Please count the lines below that contain the word "peak" and reply with that number alone.

** start of Input for this task **

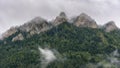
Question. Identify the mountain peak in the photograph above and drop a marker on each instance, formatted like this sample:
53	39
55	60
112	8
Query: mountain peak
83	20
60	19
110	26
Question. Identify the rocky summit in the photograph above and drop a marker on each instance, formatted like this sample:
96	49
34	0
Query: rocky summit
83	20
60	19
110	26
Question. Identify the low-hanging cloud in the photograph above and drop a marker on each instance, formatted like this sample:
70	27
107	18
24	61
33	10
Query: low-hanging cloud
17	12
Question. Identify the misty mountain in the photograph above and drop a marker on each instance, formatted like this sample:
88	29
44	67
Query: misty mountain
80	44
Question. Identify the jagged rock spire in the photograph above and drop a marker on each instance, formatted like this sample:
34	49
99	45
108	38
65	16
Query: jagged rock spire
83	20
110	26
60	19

** end of Input for this task **
** start of Input for this task **

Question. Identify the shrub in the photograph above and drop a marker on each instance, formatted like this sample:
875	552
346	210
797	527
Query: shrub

** end of Input for this task **

**Answer to the exercise:**
2